Records for the exercise:
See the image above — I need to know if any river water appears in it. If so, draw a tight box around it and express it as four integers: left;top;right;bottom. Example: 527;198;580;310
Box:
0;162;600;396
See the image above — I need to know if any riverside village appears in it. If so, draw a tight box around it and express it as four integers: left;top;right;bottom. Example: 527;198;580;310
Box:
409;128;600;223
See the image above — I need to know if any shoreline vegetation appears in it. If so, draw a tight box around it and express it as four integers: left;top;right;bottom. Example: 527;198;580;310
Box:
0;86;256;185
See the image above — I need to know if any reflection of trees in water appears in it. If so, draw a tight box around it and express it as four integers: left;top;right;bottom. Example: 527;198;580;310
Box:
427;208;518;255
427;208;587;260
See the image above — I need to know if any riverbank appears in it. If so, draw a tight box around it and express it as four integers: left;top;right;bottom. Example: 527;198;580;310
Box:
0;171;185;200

Request: Reproduce all of the lines above, substituting "close-fitting box" for each occurrence of "tight box". Leave everything else unchanged.

Exercise result:
See the image above — I need to know if any river water appears in it. If so, draw a close-fitting box around it and express it as four integers: left;top;right;bottom. Example: 527;198;580;310
Box:
0;162;600;396
See the image above — I need to know if any riverside village appears in it. If so, draw a close-fitting box around it and express it as four integers: left;top;right;bottom. Example: 527;198;580;310
Box:
409;128;600;223
See the image above — I need to know if any shoreline vegetation appears in it. If so, draw a close-fitting box around it and express it as four integers: left;top;right;bottom. Example: 527;198;580;310
Box:
0;86;256;185
See the image above — I need to know if any reflection of trees in water appears in it. If so, draw a close-fitting box around it and express it as four integers: left;top;right;bottom. Example: 527;198;580;310
Box:
427;208;518;255
427;208;587;260
See the image above — I need to know if any riverbank appears in it. If so, draw a close-fitting box around it and express it as four integers: left;top;right;bottom. Example: 527;198;580;310
Box:
0;171;185;200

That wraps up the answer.